*** Opening Excerpted text ***

My Lincoln-inspired keynote speech kicking off World Pride in White Plains
Remarks of Joann Prinzivalli at the
2019 Westchester Pride Flag Raising
White Plains, New York, June 2, 2019
A half century ago, transgender, gay and lesbian people at the Stonewall Inn defiantly rose up in resistance against police oppression. From the resulting riot, gay liberation organizations conceived the movement for LGBTQ human rights, dedicated to the proposition that we, too, are created equal.
As we stand here today, we still engage in that struggle for civil rights so long denied to us. It is a test of our resolve to achieve justice and bring life to the aspirational founding principles of our nation that all are entitled to certain inalienable rights, We have come far in gaining our rights here in Westchester County, in our State, and in several other states. We have marriage equality in the state and the nation, but the struggle continues, nationally and in many other states, as the opponents of equality and justice are emboldened by the current federal administration in its work against human rights and dignity – they deny transgender people the right to serve in the military, they allow doctors, hospitals and medical professionals to refuse to provide treatment to LGBTQ people on so-called “religious” grounds, they allow homeless shelters to refuse accommodation to transgender people, they deny U.S. citizenship to newborn children of gay American citizen parents just because they were delivered outside the country through surrogacy. The current federal administration chisels away at our civil rights with a “death of a thousand cuts.” And our community is not the only target of their wrath.

*** Closing Excerpted text ***
*** Opening Information supplied ***

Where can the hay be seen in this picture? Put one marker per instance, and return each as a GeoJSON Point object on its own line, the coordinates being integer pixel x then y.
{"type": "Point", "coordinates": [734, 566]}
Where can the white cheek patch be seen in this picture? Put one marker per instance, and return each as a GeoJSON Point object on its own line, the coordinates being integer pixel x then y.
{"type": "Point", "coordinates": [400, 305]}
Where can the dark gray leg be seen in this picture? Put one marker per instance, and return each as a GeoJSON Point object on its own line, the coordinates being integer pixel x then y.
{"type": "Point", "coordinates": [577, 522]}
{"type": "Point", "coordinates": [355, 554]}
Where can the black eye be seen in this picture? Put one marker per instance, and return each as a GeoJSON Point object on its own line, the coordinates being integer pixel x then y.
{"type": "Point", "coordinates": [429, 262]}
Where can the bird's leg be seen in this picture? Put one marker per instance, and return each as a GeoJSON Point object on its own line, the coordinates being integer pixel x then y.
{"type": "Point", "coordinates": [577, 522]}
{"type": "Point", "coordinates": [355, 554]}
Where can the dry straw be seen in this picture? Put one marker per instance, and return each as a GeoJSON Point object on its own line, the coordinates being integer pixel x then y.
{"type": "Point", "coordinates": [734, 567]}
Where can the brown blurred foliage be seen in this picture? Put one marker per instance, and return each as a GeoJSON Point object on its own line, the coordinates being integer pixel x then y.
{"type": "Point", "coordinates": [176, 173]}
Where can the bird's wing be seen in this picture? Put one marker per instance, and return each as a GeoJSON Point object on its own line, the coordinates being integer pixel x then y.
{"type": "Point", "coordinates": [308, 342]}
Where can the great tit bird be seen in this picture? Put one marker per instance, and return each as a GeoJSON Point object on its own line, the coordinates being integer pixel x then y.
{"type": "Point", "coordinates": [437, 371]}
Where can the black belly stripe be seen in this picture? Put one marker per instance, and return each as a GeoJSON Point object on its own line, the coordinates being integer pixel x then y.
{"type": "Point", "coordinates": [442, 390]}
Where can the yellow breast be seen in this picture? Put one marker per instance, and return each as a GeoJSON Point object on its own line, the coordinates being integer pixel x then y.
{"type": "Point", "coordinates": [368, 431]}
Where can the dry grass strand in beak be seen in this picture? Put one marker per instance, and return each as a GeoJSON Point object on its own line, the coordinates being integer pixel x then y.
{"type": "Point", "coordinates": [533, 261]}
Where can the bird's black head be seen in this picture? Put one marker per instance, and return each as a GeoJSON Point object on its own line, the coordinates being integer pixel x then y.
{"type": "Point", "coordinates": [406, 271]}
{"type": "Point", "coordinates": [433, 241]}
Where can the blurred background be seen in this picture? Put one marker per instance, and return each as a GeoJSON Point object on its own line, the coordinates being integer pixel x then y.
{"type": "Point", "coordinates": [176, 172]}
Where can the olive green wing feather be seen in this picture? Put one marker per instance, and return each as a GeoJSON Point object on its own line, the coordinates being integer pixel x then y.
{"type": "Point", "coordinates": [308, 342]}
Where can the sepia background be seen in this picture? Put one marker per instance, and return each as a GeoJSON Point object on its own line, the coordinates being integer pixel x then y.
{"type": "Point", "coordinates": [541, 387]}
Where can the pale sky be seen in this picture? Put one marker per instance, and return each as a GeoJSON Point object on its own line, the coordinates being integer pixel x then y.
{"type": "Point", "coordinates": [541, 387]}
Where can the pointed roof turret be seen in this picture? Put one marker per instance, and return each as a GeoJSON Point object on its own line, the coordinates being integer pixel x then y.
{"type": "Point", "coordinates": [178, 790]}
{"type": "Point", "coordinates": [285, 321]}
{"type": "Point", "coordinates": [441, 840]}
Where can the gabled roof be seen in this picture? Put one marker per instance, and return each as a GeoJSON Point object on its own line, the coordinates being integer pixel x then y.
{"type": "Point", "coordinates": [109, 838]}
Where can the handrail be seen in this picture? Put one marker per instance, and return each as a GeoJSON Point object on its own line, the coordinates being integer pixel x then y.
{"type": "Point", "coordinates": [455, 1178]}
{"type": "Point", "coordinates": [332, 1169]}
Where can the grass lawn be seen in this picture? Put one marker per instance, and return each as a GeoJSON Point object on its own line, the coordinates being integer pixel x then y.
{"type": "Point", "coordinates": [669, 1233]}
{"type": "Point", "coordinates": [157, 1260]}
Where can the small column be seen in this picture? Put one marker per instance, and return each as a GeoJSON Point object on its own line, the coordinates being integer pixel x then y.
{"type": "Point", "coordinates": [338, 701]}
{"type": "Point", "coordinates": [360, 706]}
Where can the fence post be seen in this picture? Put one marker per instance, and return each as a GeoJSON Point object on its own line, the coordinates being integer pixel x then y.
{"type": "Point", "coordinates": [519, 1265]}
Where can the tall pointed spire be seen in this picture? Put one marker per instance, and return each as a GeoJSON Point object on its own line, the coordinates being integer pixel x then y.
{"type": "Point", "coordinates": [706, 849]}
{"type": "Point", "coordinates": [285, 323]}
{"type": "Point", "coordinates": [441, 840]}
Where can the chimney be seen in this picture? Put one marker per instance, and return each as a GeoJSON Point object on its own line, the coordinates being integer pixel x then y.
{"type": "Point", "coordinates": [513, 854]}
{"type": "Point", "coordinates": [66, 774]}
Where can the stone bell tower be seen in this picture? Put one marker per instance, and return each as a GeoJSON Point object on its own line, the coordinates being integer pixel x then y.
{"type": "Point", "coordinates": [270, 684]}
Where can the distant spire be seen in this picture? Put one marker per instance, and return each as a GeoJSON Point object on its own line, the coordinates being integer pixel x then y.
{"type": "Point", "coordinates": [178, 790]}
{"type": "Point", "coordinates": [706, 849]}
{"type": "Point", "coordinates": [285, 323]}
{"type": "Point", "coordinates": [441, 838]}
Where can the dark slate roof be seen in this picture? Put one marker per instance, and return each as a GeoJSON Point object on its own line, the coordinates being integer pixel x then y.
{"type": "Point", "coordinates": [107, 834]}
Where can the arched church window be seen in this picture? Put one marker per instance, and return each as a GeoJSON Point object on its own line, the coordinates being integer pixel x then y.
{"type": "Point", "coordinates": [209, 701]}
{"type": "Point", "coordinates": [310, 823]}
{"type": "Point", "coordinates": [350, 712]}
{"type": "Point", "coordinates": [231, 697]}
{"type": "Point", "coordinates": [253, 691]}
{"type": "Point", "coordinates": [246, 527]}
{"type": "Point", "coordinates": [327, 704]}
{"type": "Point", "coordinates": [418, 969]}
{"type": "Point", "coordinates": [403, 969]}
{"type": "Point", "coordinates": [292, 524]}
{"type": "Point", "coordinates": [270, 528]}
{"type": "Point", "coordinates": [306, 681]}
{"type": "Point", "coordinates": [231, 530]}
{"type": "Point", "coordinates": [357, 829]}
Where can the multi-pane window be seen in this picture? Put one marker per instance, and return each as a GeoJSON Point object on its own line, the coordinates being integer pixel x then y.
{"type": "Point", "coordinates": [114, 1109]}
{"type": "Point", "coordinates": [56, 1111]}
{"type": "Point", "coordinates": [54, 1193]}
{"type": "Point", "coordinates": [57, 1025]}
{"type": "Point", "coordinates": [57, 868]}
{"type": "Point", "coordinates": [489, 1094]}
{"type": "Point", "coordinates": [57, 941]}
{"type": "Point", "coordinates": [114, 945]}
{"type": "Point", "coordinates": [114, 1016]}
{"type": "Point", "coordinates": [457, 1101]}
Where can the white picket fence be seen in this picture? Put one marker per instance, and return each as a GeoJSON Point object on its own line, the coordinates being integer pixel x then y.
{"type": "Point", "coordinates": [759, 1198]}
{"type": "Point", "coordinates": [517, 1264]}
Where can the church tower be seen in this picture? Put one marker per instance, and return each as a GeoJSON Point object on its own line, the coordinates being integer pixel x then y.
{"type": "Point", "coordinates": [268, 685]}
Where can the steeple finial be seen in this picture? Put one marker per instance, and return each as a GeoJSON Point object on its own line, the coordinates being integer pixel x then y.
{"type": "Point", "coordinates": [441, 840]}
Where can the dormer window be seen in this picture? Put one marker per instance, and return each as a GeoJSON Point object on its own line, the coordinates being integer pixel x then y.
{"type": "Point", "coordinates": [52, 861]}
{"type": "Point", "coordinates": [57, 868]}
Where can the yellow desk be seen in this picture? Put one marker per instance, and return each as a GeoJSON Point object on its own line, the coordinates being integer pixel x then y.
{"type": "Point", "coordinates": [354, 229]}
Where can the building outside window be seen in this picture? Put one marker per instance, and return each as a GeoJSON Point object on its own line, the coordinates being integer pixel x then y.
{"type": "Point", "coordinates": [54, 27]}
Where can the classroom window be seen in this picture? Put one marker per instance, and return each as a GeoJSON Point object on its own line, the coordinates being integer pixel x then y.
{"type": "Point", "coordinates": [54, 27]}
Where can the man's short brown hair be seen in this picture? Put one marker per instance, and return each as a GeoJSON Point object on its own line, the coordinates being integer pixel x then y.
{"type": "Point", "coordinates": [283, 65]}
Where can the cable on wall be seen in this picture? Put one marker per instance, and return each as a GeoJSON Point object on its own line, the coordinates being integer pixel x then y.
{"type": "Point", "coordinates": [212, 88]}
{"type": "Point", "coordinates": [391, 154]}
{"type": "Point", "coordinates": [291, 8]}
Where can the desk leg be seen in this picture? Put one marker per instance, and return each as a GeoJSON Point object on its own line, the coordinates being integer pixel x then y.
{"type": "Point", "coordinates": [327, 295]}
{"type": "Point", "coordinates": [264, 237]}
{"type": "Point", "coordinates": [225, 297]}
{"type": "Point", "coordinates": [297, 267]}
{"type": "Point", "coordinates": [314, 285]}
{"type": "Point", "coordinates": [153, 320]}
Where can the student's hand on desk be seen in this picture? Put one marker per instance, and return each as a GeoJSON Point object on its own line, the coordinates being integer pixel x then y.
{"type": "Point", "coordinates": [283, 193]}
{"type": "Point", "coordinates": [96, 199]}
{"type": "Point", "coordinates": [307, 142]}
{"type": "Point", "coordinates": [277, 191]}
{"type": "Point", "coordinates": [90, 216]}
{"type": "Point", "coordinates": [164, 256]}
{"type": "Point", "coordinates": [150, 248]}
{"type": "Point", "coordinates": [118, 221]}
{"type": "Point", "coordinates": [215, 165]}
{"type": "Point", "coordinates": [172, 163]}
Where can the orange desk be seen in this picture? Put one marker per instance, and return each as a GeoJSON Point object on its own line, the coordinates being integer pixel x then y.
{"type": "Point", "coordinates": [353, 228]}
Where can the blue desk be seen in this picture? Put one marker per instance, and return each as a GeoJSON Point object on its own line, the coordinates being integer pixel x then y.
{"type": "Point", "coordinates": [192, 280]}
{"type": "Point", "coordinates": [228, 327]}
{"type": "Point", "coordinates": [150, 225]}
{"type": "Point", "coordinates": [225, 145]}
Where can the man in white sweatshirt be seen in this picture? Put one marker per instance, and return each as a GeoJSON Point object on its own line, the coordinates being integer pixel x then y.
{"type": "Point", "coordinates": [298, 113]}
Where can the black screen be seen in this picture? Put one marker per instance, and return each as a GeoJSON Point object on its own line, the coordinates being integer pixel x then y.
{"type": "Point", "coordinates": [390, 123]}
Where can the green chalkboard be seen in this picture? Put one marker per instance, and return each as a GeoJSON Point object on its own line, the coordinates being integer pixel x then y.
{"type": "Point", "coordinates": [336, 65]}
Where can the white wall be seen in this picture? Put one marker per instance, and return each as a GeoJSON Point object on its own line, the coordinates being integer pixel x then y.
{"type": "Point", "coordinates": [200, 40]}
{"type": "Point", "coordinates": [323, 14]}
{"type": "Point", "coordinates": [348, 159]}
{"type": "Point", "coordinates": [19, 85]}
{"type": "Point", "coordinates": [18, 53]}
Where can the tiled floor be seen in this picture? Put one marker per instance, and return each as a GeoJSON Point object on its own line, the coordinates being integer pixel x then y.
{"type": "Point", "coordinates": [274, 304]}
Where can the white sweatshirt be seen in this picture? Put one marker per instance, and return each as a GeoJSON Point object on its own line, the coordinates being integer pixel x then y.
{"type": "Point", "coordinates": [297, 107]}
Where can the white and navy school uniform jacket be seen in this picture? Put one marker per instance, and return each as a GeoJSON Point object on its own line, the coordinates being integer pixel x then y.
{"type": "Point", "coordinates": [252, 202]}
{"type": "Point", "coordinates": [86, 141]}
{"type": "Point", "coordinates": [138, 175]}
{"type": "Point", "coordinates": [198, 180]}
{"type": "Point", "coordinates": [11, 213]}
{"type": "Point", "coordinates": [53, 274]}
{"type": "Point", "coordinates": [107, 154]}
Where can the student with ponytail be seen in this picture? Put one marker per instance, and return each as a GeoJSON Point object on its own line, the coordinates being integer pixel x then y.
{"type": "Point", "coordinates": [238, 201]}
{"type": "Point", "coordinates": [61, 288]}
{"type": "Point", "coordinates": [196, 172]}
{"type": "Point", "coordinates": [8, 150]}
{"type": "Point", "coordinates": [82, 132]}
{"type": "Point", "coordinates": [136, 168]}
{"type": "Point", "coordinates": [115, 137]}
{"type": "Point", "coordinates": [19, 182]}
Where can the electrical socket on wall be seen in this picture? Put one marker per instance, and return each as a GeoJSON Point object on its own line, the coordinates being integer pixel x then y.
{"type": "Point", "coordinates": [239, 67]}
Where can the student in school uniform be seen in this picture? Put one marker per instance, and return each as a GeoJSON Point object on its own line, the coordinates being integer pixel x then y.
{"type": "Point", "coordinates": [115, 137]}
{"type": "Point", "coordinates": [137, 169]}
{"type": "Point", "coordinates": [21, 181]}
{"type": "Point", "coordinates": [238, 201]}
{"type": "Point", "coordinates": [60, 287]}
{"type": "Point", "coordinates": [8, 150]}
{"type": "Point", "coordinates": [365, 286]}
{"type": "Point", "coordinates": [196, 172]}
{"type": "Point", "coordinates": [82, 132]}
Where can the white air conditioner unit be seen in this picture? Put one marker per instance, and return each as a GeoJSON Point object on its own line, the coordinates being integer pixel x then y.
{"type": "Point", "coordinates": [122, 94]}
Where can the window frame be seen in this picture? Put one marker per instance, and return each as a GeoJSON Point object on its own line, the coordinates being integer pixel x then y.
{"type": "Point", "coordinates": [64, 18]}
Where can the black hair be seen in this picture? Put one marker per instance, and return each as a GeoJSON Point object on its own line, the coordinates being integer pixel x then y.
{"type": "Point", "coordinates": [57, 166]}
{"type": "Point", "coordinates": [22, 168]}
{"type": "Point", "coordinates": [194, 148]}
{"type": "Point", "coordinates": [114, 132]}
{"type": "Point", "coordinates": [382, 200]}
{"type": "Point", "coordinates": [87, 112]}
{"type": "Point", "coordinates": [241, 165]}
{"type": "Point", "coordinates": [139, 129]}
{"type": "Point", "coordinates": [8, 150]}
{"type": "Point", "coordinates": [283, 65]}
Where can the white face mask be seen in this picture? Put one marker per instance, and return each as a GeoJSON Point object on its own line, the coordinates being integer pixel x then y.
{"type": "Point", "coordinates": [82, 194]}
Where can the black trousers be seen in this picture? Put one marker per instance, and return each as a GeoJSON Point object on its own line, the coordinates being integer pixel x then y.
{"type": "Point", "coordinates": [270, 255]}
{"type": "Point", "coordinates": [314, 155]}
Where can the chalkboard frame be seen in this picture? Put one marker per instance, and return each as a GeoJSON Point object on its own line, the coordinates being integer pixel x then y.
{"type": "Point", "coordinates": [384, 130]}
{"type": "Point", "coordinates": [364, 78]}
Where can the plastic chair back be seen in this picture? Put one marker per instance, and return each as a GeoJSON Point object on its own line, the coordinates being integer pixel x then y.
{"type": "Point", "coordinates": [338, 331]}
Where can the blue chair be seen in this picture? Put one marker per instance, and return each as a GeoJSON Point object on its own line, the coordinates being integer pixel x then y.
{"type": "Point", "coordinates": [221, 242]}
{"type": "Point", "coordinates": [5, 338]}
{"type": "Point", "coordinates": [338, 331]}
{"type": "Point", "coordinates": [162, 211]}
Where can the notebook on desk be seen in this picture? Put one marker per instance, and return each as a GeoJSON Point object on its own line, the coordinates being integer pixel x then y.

*** Closing Information supplied ***

## Required action
For each statement, say whether it agrees with the Pride flag-raising remarks, giving yes or no and quoting the words from the remarks that decide it.
1. The remarks were delivered in White Plains, New York, on June 2, 2019.
2. The speaker says marriage equality has not yet been won in the state.
3. The speaker says the current federal administration allows homeless shelters to turn away transgender people.
The listing has no connection to the Pride flag-raising remarks.

## Output of the task
1. Yes: "White Plains, New York, June 2, 2019"
2. No: "We have marriage equality in the state and the nation"
3. Yes: "they allow homeless shelters to refuse accommodation to transgender people"